▶ _TASK PROMPT_: Print the data exactly as it appears, keeping every word.

Collection entries
====

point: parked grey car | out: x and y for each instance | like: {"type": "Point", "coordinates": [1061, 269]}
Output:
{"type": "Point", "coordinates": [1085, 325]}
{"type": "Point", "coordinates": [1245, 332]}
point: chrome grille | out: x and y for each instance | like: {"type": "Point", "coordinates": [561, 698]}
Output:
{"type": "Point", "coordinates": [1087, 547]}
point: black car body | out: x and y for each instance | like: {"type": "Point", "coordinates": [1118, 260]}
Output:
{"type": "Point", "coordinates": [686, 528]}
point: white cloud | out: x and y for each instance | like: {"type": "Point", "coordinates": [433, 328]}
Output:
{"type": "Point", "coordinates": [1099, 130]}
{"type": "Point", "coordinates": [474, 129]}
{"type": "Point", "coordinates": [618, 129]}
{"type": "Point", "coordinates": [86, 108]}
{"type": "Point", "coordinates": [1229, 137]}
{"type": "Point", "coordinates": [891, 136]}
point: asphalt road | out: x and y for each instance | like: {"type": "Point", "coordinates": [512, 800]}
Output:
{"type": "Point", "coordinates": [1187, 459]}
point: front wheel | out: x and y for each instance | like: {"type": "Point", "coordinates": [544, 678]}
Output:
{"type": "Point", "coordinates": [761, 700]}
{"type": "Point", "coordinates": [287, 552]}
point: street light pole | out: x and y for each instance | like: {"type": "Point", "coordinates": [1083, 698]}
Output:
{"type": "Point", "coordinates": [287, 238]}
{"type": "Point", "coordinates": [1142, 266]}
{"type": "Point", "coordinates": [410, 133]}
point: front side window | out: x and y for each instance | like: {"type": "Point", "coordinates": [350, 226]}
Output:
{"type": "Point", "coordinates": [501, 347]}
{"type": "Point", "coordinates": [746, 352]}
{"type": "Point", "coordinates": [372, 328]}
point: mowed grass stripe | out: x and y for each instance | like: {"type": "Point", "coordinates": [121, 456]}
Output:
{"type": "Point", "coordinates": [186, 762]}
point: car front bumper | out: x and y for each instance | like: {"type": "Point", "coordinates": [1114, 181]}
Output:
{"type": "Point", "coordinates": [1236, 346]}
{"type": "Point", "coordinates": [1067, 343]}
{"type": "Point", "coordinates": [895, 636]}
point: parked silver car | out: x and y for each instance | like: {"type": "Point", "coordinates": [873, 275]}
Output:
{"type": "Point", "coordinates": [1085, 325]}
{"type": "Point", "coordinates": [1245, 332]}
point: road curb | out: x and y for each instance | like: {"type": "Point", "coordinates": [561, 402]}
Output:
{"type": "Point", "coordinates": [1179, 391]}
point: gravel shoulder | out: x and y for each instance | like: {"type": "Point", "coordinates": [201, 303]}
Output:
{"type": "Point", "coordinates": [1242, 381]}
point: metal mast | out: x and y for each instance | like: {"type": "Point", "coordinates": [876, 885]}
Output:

====

▶ _RESULT BELOW_:
point: parked grey car | out: x and y for each instance | like: {"type": "Point", "coordinates": [1061, 269]}
Output:
{"type": "Point", "coordinates": [1085, 325]}
{"type": "Point", "coordinates": [1245, 332]}
point: chrome grille | out: x and y for each instance | like: {"type": "Point", "coordinates": [561, 698]}
Output:
{"type": "Point", "coordinates": [1087, 547]}
point: black car body | out: x and y for each instance | like: {"type": "Point", "coordinates": [1118, 260]}
Output:
{"type": "Point", "coordinates": [686, 528]}
point: white cloud | out: x and y for each instance | like: {"type": "Point", "coordinates": [433, 328]}
Output:
{"type": "Point", "coordinates": [1099, 130]}
{"type": "Point", "coordinates": [474, 129]}
{"type": "Point", "coordinates": [618, 129]}
{"type": "Point", "coordinates": [86, 108]}
{"type": "Point", "coordinates": [1229, 137]}
{"type": "Point", "coordinates": [891, 136]}
point: asphalt road | out: x and y for each instance | like: {"type": "Point", "coordinates": [512, 800]}
Output:
{"type": "Point", "coordinates": [1187, 459]}
point: front wheel | out: x and y for each instance | like: {"type": "Point", "coordinates": [544, 678]}
Output:
{"type": "Point", "coordinates": [761, 700]}
{"type": "Point", "coordinates": [287, 552]}
point: street light pole | out: x and y for each instance | like: {"type": "Point", "coordinates": [1083, 698]}
Output:
{"type": "Point", "coordinates": [287, 238]}
{"type": "Point", "coordinates": [1142, 266]}
{"type": "Point", "coordinates": [410, 133]}
point: front side window | out: x and y for each instance | like: {"type": "Point", "coordinates": [350, 226]}
Output:
{"type": "Point", "coordinates": [501, 347]}
{"type": "Point", "coordinates": [746, 352]}
{"type": "Point", "coordinates": [372, 328]}
point: mowed grass stripe | out: x and y for each instance | like: {"type": "Point", "coordinates": [121, 456]}
Output:
{"type": "Point", "coordinates": [186, 762]}
point: car front bumper | out: x and y for each instance | like: {"type": "Point", "coordinates": [1114, 181]}
Output:
{"type": "Point", "coordinates": [1236, 346]}
{"type": "Point", "coordinates": [1067, 343]}
{"type": "Point", "coordinates": [895, 636]}
point: parked silver car | out: x and y for each instance | like: {"type": "Point", "coordinates": [873, 275]}
Output:
{"type": "Point", "coordinates": [1085, 325]}
{"type": "Point", "coordinates": [1245, 332]}
point: road curb | out: x and y for each instance | like: {"type": "Point", "coordinates": [561, 402]}
Output:
{"type": "Point", "coordinates": [1179, 391]}
point: gravel shoulder | out: x and y for each instance | like: {"type": "Point", "coordinates": [201, 303]}
Output:
{"type": "Point", "coordinates": [1242, 381]}
point: metal mast | out: x and y for each instance | like: {"type": "Point", "coordinates": [876, 885]}
Output:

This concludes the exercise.